(Items from a data source)
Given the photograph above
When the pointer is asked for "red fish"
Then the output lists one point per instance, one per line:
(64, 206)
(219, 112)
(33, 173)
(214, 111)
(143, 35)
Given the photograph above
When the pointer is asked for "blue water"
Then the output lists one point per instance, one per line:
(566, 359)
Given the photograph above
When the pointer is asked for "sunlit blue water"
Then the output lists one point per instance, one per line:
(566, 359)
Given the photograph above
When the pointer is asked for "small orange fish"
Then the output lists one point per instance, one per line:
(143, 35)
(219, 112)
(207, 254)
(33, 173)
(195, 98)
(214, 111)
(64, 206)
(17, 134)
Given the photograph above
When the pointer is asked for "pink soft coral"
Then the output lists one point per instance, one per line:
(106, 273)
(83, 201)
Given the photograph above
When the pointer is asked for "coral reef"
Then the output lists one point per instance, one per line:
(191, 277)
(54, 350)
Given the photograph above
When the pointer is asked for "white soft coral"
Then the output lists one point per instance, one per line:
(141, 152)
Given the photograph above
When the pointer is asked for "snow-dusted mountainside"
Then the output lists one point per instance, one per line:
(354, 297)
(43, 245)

**Exercise objective**
Lines with the word "When" in them are the answer; report each one from the data.

**Solution below**
When the pointer is asked for "red fish"
When the pointer is asked for "blue water"
When the pointer is asked for "sunlit blue water"
When the pointer is asked for "small orange fish"
When the pointer is asked for "pink soft coral"
When the pointer is asked for "coral reef"
When the pointer is asked for "white soft coral"
When the pointer is asked for "snow-dusted mountainside"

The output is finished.